**SOURCE PASSAGE**

A lot of people would rather endure the torment of a toothache than step foot in a dental clinic. For those who avoid dentists, sedation dentistry offers to take most of their anxiety away. Sedation treatments can be used for a simple tooth cleaning down to the most invasive of dental procedures.
Sedation dentistry involves administration of oral sedative drugs for procedures that take an extensive amount of time and is best for people with dental anxiety or for children who cannot control their movements. Some medications help create more tranquil, relaxed dental visits, while others control pain, and may even put you into a deep sleep. This can be done for patients of all ages. With the exception of those put under general anesthesia, most patients are usually awake during sedation.
The method and degree of sedation depends on the extent of anxiety and other factors (like age or type of procedure) that your dentist needs to consider.
We will help you decide the type of sedation that’s right for you. Your dental procedure, overall health, history of allergies, anxiety levels will all determine the best approach on your case.
1. Inhalation Sedation: A conscious form of sedation that involves the use of nitrous oxide commonly known as “laughing gas” to help you relax. It is mild enough to keep a patient conscious and strong enough to suppress pain during treatments. This is the only form of sedation where you may be able to drive yourself home after your dental visit.
2. Oral sedation Delivered by mouth (pills) to calm and relax patients. Oral sedative medications are usually given the night before or half an hour before dental procedures depending on the severity of your anxiety. Depending on the dose, this can range from minimal (awake but relaxed) to moderate sedation (words are slurred, and some may not remember the entirety of the procedure.
3. IV sedation Administered through the veins. The effect works quickly and your dentist can continually adjust your level of sedation.
4. Deep Sedation& General Anesthesia Allows dentists to work on unconscious patients for treatments that are particularly painful, difficult and lengthy. It is also ideal for patients whose behavioral problems make it impossible for the dentist to carry out procedures in treatments or surgeries.

**PROVIDED INFORMATION**
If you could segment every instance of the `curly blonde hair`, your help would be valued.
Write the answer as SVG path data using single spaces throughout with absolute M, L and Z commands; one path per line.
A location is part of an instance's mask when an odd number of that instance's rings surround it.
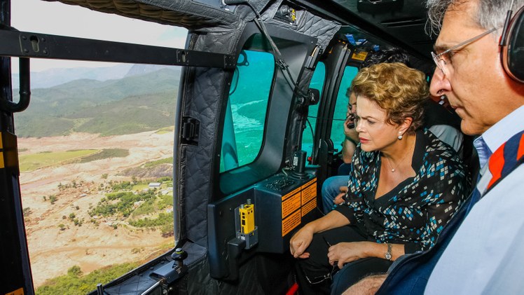
M 351 83 L 351 91 L 376 102 L 386 111 L 386 121 L 390 124 L 401 124 L 411 117 L 408 132 L 415 132 L 422 125 L 423 102 L 429 89 L 420 71 L 400 62 L 374 64 L 359 71 Z

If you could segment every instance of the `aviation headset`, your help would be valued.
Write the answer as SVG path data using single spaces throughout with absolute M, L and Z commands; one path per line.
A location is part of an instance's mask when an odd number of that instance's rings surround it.
M 511 11 L 504 23 L 500 40 L 501 55 L 506 73 L 513 80 L 524 83 L 524 6 L 510 21 Z

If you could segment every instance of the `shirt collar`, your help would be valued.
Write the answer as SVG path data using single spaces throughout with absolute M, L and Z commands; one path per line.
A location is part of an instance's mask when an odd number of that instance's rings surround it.
M 485 130 L 474 142 L 481 167 L 490 156 L 510 137 L 524 129 L 524 105 L 510 113 Z

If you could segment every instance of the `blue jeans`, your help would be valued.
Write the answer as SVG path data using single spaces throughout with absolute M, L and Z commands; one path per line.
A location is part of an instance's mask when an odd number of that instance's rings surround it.
M 324 214 L 329 213 L 336 207 L 333 203 L 335 198 L 340 193 L 340 186 L 347 186 L 349 175 L 338 175 L 328 177 L 322 184 L 322 212 Z

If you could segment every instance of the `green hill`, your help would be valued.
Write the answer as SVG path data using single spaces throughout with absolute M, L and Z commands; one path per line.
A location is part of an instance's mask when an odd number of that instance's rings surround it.
M 179 75 L 178 71 L 163 69 L 118 80 L 76 80 L 33 90 L 29 107 L 15 116 L 16 133 L 21 137 L 72 132 L 113 135 L 172 125 Z

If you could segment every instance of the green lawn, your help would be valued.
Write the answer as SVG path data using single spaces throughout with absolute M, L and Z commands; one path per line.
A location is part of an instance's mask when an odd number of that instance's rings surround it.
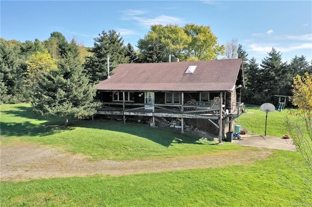
M 236 124 L 249 132 L 264 134 L 256 117 L 265 113 L 256 108 Z M 286 111 L 270 113 L 275 120 L 268 135 L 284 134 Z M 261 115 L 262 114 L 262 115 Z M 255 118 L 256 119 L 254 119 Z M 91 156 L 92 160 L 160 159 L 250 147 L 234 143 L 223 145 L 200 138 L 137 124 L 99 121 L 47 121 L 31 113 L 28 104 L 1 105 L 1 144 L 26 142 L 48 145 Z M 279 123 L 280 123 L 280 125 Z M 263 131 L 263 132 L 262 132 Z M 25 181 L 2 181 L 2 206 L 292 206 L 306 202 L 295 192 L 309 196 L 298 172 L 311 176 L 300 153 L 274 150 L 269 158 L 248 166 L 237 165 L 144 173 L 121 176 L 105 175 Z M 311 192 L 310 192 L 311 193 Z
M 242 149 L 239 145 L 201 139 L 179 131 L 137 123 L 102 120 L 73 121 L 65 127 L 61 120 L 49 121 L 34 116 L 29 105 L 1 106 L 3 144 L 31 142 L 81 154 L 95 160 L 163 159 Z
M 289 134 L 286 125 L 288 119 L 298 120 L 298 118 L 288 114 L 289 109 L 282 111 L 276 110 L 269 112 L 267 123 L 267 136 L 282 137 Z M 248 130 L 248 134 L 264 135 L 265 131 L 266 112 L 260 110 L 260 106 L 247 105 L 247 113 L 243 114 L 235 124 L 241 126 L 242 129 Z

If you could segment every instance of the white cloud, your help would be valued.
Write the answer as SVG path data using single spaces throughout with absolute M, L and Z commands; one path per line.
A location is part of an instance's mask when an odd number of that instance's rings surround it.
M 273 30 L 272 30 L 272 29 L 271 29 L 271 30 L 267 31 L 267 32 L 266 32 L 266 33 L 268 35 L 271 35 L 272 34 L 273 34 L 273 32 L 274 32 L 274 31 L 273 31 Z
M 281 52 L 290 52 L 299 50 L 309 49 L 312 48 L 312 43 L 292 44 L 289 45 L 279 45 L 276 43 L 271 45 L 265 43 L 252 44 L 248 45 L 250 51 L 264 54 L 269 52 L 274 48 L 277 51 Z
M 265 46 L 263 44 L 252 44 L 248 46 L 248 47 L 250 48 L 250 49 L 249 50 L 249 51 L 260 53 L 266 53 L 268 52 L 271 51 L 272 50 L 272 47 L 273 47 L 272 45 Z
M 127 29 L 117 29 L 116 31 L 120 34 L 121 36 L 136 35 L 137 33 L 132 30 Z
M 180 18 L 167 16 L 166 15 L 161 15 L 151 18 L 137 17 L 135 19 L 138 21 L 141 25 L 148 26 L 158 24 L 163 25 L 170 23 L 176 24 L 182 21 L 181 19 Z
M 302 34 L 299 35 L 283 35 L 277 36 L 276 37 L 277 39 L 300 40 L 300 41 L 312 41 L 312 34 Z
M 84 34 L 82 33 L 76 33 L 75 32 L 71 32 L 71 31 L 67 31 L 67 32 L 71 34 L 77 35 L 78 36 L 81 36 L 85 37 L 89 37 L 91 36 L 90 34 Z
M 281 52 L 288 52 L 298 50 L 311 49 L 312 43 L 303 43 L 298 45 L 289 46 L 288 47 L 277 47 L 276 49 Z
M 135 16 L 146 14 L 146 11 L 144 10 L 135 10 L 134 9 L 127 9 L 123 11 L 123 14 L 125 16 Z
M 176 24 L 182 22 L 182 19 L 179 17 L 161 15 L 153 18 L 143 17 L 142 15 L 148 12 L 143 10 L 134 10 L 128 9 L 123 12 L 122 19 L 135 20 L 141 26 L 150 27 L 154 24 L 161 24 L 163 25 L 169 23 Z

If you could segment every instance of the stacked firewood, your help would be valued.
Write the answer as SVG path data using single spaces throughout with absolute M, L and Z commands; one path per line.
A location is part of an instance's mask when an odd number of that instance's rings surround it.
M 214 97 L 212 102 L 212 105 L 219 105 L 221 102 L 221 99 L 220 97 Z
M 191 99 L 190 101 L 187 102 L 185 103 L 185 105 L 196 105 L 196 104 L 197 104 L 197 102 L 196 101 L 196 99 Z M 185 107 L 183 108 L 184 109 L 184 111 L 193 111 L 194 110 L 195 110 L 195 108 L 194 107 Z
M 173 127 L 181 129 L 181 120 L 179 119 L 176 119 L 173 120 L 171 121 L 167 121 L 163 117 L 155 117 L 155 125 L 159 127 Z M 147 123 L 149 125 L 151 125 L 153 123 L 153 118 L 150 119 L 147 121 Z M 183 122 L 183 128 L 185 131 L 191 131 L 193 130 L 198 131 L 198 129 L 197 128 L 194 127 L 193 125 L 188 125 L 185 121 Z

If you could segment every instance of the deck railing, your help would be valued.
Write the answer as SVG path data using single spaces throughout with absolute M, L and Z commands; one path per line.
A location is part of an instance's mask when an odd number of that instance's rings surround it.
M 107 106 L 109 106 L 110 108 L 107 108 Z M 223 105 L 223 107 L 225 105 Z M 148 110 L 152 110 L 153 113 L 157 110 L 161 110 L 174 113 L 195 114 L 209 113 L 217 115 L 219 113 L 220 106 L 208 106 L 205 104 L 204 103 L 203 104 L 198 103 L 196 105 L 183 105 L 181 104 L 147 104 L 127 102 L 109 102 L 103 103 L 102 109 L 100 109 L 99 111 L 109 110 L 110 109 L 128 112 L 147 109 Z

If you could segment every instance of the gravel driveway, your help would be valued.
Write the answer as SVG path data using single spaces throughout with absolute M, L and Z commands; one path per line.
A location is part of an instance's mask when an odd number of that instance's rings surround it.
M 234 165 L 248 165 L 273 153 L 269 149 L 246 148 L 161 160 L 88 160 L 87 157 L 29 143 L 0 146 L 1 181 L 25 180 L 97 174 L 114 176 Z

**GOAL OF THE EXERCISE**
Answer these questions using the sedation dentistry text.
1. What gas is used in inhalation sedation?
2. Through what is IV sedation administered?
3. Which patients are the exception to being awake during sedation?

**EXERCISE RESULT**
1. Nitrous oxide, commonly known as "laughing gas."
2. Through the veins.
3. Those put under general anesthesia.